▶ [JAK WYKONAĆ ZADANIE]
Według tekstu do ćwiczenia, na jak długo Francja wprowadziła zakaz wjazdu dla osób przybywających z Wielkiej Brytanii?

▶ [TEKST DO ĆWICZENIA]
Prezydent Francji wezwał członków rządu do zwiększonej czujności w związku z pojawieniem się nowego szczepu koronawirusa w Wielkiej Brytanii. Emmanuel Macron zapowiedział też możliwe zaostrzenie restrykcji na granicach.
Emmanuel Macron zwrócił się w poniedziałek do premiera Jeana Castexa i ministrów zdalnie ze swojego biura, gdzie przechodzi kwarantannę w związku z zachorowaniem na COVID-19. Jego słowa były też transmitowane przez telewizję BFM.
- Ta problematyczna mutacja wirusa w znacznie bardziej agresywnej formie pokazuje skomplikowanie tego wirusa, jego agresywność oraz, powiedziałbym, kreatywność, a także pokorę, którą zawsze powinniśmy mieć - powiedział szef państwa francuskiego.
Macron stwierdził, że w obliczu nowej sytuacji, powracający do kraju Francuzi prawdopodobnie będą musieli okazywać negatywny wynik testu PCR przed wjazdem. Jak dodał, choć po rozluźnieniu części restrykcji sytuacja epidemiczna w kraju ustabilizowała się, to krzywa zachorowań wypłaszczyła się na zbyt wysokim poziomie, by przed świętami można było znosić kolejne ograniczenia, w tym te dotyczące zgromadzeń.
W niedzielę, po posiedzeniu rządowej rady obrony i bezpieczeństwa narodowego, ogłoszono wprowadzenie we Francji od północy z niedzieli na poniedziałek 48-godzinnego zakazu wjazdu dla osób przybywających z Wielkiej Brytanii. Decyzja jest spowodowana szerzeniem się w tym kraju nowego wariantu wirusa SARS-CoV-2, który według informacji władz brytyjskich jest bardziej zaraźliwy niż jego poprzednia odmiana.

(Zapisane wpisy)

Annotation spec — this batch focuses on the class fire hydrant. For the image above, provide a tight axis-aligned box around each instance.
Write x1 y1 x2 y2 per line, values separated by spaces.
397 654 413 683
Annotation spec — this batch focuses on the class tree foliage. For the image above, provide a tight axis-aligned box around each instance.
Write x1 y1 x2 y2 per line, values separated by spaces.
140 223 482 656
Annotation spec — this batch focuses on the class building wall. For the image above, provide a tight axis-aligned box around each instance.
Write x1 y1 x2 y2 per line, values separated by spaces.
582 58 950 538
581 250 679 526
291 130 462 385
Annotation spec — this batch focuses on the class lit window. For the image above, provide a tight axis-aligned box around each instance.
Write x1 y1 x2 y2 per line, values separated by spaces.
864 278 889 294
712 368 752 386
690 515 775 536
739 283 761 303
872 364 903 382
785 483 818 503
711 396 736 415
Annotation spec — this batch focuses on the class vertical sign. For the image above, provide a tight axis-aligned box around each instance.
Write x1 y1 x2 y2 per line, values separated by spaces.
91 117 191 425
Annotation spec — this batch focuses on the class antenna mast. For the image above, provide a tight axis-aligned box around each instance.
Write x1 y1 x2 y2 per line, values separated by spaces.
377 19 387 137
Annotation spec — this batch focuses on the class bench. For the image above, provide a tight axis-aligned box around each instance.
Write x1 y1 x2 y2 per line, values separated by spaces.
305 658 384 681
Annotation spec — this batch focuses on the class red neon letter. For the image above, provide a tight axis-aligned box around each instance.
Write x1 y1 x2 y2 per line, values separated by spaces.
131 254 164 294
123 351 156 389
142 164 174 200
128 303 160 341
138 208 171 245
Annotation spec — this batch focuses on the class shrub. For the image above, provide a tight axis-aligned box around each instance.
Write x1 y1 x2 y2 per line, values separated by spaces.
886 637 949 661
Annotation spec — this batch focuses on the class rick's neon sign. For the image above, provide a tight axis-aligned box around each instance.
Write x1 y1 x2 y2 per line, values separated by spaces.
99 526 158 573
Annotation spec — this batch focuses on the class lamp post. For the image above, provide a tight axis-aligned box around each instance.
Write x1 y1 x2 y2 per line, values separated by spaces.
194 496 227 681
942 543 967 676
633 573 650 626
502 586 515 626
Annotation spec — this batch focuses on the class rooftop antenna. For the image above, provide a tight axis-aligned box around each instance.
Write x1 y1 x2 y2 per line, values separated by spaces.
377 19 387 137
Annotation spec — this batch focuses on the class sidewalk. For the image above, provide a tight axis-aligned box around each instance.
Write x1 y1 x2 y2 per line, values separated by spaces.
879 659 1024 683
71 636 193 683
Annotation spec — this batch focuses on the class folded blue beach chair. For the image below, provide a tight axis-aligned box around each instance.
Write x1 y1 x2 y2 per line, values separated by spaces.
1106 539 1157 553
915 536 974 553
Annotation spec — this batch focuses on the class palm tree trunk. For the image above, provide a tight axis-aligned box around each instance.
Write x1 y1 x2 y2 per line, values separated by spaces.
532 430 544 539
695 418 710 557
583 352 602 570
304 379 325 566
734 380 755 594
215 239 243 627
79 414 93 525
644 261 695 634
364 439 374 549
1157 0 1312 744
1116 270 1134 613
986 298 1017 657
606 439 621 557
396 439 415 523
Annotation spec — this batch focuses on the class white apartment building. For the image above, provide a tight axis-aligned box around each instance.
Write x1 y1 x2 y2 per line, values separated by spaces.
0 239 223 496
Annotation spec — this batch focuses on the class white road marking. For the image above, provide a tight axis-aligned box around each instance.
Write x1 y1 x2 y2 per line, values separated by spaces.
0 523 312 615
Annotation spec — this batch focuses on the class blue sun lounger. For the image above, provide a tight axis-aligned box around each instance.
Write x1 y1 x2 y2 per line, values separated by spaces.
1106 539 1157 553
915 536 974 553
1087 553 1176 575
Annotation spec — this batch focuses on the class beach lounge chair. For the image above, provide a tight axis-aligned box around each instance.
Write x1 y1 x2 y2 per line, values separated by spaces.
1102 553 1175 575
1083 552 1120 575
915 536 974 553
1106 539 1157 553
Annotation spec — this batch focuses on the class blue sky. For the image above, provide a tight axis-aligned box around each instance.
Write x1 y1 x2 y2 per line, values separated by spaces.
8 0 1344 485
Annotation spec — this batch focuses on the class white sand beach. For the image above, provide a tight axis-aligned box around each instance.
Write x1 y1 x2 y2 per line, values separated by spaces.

▶ [ODPOWIEDŹ NA ZADANIE]
Na 48 godzin.